### Task statement
The full set of entries is to be returned word for word.

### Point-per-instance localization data
"""

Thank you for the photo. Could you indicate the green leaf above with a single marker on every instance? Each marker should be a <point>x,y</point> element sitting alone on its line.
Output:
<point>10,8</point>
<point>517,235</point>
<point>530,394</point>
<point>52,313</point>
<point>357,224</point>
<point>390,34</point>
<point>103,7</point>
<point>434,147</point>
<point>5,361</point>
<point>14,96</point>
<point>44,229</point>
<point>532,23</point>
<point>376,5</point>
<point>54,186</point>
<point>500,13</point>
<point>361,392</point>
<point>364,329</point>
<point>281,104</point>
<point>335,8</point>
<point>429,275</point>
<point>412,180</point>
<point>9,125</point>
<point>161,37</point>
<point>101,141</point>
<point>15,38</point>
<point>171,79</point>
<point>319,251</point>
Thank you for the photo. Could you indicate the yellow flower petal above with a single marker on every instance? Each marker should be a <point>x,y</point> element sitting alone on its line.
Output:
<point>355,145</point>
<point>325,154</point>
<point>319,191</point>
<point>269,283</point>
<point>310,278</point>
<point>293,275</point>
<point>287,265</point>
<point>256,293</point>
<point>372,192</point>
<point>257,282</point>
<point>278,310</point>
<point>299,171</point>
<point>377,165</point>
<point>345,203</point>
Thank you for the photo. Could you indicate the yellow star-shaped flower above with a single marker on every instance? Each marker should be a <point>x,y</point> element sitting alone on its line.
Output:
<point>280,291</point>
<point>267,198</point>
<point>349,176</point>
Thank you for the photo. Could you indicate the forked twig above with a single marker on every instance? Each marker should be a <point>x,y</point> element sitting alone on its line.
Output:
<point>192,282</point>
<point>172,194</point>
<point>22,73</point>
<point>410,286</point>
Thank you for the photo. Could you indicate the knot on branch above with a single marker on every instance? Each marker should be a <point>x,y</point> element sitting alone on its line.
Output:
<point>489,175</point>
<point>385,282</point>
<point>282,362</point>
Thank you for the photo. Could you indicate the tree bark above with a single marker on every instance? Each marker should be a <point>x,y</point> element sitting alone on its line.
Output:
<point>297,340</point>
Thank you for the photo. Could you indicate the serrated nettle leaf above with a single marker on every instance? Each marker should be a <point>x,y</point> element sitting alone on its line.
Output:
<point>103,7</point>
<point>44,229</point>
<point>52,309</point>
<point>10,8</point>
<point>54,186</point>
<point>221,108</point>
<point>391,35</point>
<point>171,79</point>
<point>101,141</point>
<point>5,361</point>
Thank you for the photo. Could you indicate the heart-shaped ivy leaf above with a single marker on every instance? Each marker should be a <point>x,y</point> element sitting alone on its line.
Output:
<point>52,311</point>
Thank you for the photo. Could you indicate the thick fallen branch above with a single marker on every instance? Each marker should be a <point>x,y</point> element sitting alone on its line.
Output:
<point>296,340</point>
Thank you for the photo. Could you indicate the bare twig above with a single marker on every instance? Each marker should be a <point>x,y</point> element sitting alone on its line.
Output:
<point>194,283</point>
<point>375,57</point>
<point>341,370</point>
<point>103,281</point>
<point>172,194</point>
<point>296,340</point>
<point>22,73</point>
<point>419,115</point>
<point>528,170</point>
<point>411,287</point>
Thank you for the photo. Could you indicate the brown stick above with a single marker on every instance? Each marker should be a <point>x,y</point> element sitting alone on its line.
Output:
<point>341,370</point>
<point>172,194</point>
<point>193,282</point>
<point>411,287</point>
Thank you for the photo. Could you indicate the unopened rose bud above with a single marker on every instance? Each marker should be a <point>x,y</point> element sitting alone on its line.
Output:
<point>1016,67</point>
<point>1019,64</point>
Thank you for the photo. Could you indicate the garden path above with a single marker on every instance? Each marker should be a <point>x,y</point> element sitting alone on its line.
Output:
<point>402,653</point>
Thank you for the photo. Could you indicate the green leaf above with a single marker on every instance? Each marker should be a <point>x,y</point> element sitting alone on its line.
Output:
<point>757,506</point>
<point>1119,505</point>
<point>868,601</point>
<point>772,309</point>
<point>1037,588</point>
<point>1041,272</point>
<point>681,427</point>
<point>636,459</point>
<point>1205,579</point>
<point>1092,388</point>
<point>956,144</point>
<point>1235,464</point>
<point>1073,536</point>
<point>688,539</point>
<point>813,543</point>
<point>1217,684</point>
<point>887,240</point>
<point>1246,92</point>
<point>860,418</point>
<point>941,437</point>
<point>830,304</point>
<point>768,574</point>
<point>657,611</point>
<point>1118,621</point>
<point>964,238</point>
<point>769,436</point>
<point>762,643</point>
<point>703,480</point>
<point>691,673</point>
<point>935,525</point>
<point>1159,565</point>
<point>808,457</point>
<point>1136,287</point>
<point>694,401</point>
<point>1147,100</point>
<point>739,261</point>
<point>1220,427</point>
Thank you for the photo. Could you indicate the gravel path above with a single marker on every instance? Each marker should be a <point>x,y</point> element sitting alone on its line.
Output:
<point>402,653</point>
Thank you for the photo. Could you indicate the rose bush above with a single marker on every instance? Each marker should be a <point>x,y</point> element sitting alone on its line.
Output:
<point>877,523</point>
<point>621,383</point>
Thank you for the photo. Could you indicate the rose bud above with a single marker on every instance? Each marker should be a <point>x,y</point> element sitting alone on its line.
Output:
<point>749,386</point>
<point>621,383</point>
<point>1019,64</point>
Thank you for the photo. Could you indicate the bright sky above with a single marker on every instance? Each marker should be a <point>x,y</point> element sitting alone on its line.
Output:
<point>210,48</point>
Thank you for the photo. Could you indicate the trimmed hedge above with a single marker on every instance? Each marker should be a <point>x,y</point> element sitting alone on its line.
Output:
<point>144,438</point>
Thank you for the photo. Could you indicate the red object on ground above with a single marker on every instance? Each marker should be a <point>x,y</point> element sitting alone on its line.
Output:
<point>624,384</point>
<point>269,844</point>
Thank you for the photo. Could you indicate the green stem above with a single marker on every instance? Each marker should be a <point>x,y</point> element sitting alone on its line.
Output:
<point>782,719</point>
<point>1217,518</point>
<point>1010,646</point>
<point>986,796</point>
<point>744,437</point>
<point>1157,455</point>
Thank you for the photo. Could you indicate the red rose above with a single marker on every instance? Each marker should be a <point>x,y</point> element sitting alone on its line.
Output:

"""

### Answer area
Thank you for the photo. Could you indicate the green leaf above with a single marker on every instance? Each marker should be a <point>x,y</point> element sitting alone on its line.
Output:
<point>10,8</point>
<point>517,235</point>
<point>530,394</point>
<point>52,313</point>
<point>357,224</point>
<point>390,34</point>
<point>103,7</point>
<point>434,147</point>
<point>5,361</point>
<point>14,96</point>
<point>44,229</point>
<point>532,23</point>
<point>376,5</point>
<point>54,186</point>
<point>500,13</point>
<point>361,392</point>
<point>364,329</point>
<point>281,104</point>
<point>335,8</point>
<point>429,275</point>
<point>412,180</point>
<point>9,125</point>
<point>161,37</point>
<point>101,141</point>
<point>15,38</point>
<point>171,79</point>
<point>319,251</point>
Thank you for the photo. Could you indicate the yellow flower petal above with a single marker on every instance? Each marker should be a <point>x,y</point> element sitting alone on its line.
Output:
<point>355,145</point>
<point>325,154</point>
<point>319,191</point>
<point>269,283</point>
<point>310,278</point>
<point>293,275</point>
<point>287,265</point>
<point>256,293</point>
<point>372,192</point>
<point>257,282</point>
<point>278,310</point>
<point>299,171</point>
<point>377,165</point>
<point>345,203</point>
Thank you for the photo. Could you indicate the yellow star-shaped flower above with a single marker on every instance? Each marker should be a <point>x,y</point> element sitting alone on its line.
Output:
<point>280,291</point>
<point>267,198</point>
<point>349,176</point>
Thank you for the photo. Could you indicate the forked twig above with a single marker on every instance? Each marker should be a <point>x,y</point> element sitting alone on its line.
Output:
<point>192,282</point>
<point>172,194</point>
<point>22,73</point>
<point>410,286</point>
Thank you for the photo. Could you indicate the knot on branch above with a single marker on every instance? Each marker should be a <point>x,y</point> element sitting alone on its line.
Output:
<point>489,175</point>
<point>385,282</point>
<point>282,362</point>
Thank you for the photo. Could you indicate the tree bark above with a single marker on every instance? Each marker should be a <point>x,y</point> element sitting alone on its line.
Output:
<point>297,340</point>
Thank you for the photo. Could you indicate the serrated nettle leaf above with a single marker on every instance? Each marker should be a <point>x,y</point> element sitting alone on its line.
Output:
<point>103,7</point>
<point>44,229</point>
<point>52,309</point>
<point>10,8</point>
<point>54,186</point>
<point>221,108</point>
<point>391,35</point>
<point>171,79</point>
<point>101,141</point>
<point>5,361</point>
Thank you for the photo. Could you indicate the heart-shaped ivy leaf above with a single marker on every instance? Each marker should be a <point>x,y</point> element sitting alone on its line.
Output:
<point>52,311</point>
Thank you for the photo. Could you indicate the thick fallen branch above with a single marker on every instance? Each marker should be a <point>x,y</point> element sitting alone on its line.
Output:
<point>296,340</point>
Thank you for the photo. Could you indicate the bare twig above with a single marker on every instance? Each marker should be a <point>x,y</point> element sitting alone on its line.
Output:
<point>194,283</point>
<point>375,57</point>
<point>341,370</point>
<point>103,281</point>
<point>172,194</point>
<point>296,340</point>
<point>22,73</point>
<point>419,115</point>
<point>528,170</point>
<point>411,287</point>
Thank you for the photo. Could you indicate the brown stick above with a single marker on every instance? Each marker should be a <point>x,y</point> element sitting alone on its line.
Output:
<point>341,370</point>
<point>172,194</point>
<point>193,282</point>
<point>411,287</point>
Thank you for the photo. Could you indicate the unopened rose bud above with a single marker on every instance? Each marker should be a <point>x,y</point> element sitting alone on its line.
Output:
<point>1016,67</point>
<point>1019,64</point>
Thank you for the photo. Could you indicate the garden path above with a single marker on every instance? Each marker should be a <point>x,y</point> element sitting alone on its line.
Output:
<point>402,653</point>
Thank you for the photo. Could you indicate the green leaf above with a single marker on every instance? Each marker should be a <point>x,y</point> element sitting alone on its line.
Output:
<point>757,506</point>
<point>1119,505</point>
<point>868,601</point>
<point>772,309</point>
<point>1037,588</point>
<point>1041,272</point>
<point>681,427</point>
<point>636,459</point>
<point>1205,579</point>
<point>1092,388</point>
<point>956,144</point>
<point>1235,464</point>
<point>1073,536</point>
<point>688,539</point>
<point>813,543</point>
<point>1217,684</point>
<point>887,240</point>
<point>1246,92</point>
<point>860,418</point>
<point>941,437</point>
<point>830,304</point>
<point>768,574</point>
<point>657,611</point>
<point>1118,621</point>
<point>964,238</point>
<point>769,436</point>
<point>762,643</point>
<point>703,480</point>
<point>691,673</point>
<point>935,525</point>
<point>1159,565</point>
<point>808,457</point>
<point>1136,287</point>
<point>694,401</point>
<point>1147,100</point>
<point>739,261</point>
<point>1220,427</point>
Thank you for the photo. Could you indicate the gravel path above with a single marker on every instance? Each marker should be a <point>x,y</point> element sitting alone on its line.
Output:
<point>402,653</point>
Thank you for the photo. Could you indicate the rose bush above with a single marker on every instance? Each marker should be a <point>x,y</point> element sitting alone on its line.
Output:
<point>877,523</point>
<point>621,383</point>
Thank you for the photo. Could you indicate the rose bud above with a single marker on every instance? Each marker should be a <point>x,y</point> element sitting alone on its line.
Output:
<point>749,386</point>
<point>621,383</point>
<point>1019,64</point>
Thank you for the photo. Could you indicate the bright sky above with a single marker on every instance? Each marker should be a <point>x,y</point> element sitting alone on its line.
Output:
<point>210,48</point>
Thank you for the photo. Could you indicate the trimmed hedge above with a single marker on every instance? Each marker should be a <point>x,y</point> element sitting alone on its line.
Output:
<point>144,438</point>
Thank you for the photo. Could you indicate the red object on ground above with a single marker on every instance? Each marker should be a <point>x,y</point> element sitting alone on its line.
Output:
<point>624,384</point>
<point>269,844</point>
Thank you for the photo. Could you indicate the green stem above with a single marker on every instance? Each marker should be a <point>x,y</point> element sitting alone on its line.
Output:
<point>782,719</point>
<point>1217,518</point>
<point>1010,646</point>
<point>986,796</point>
<point>744,437</point>
<point>1157,455</point>
Thank you for the photo. Could you indicate the red rose above with a single marker on every instance? Each marker should be a <point>x,y</point> element sitting alone on its line.
Output:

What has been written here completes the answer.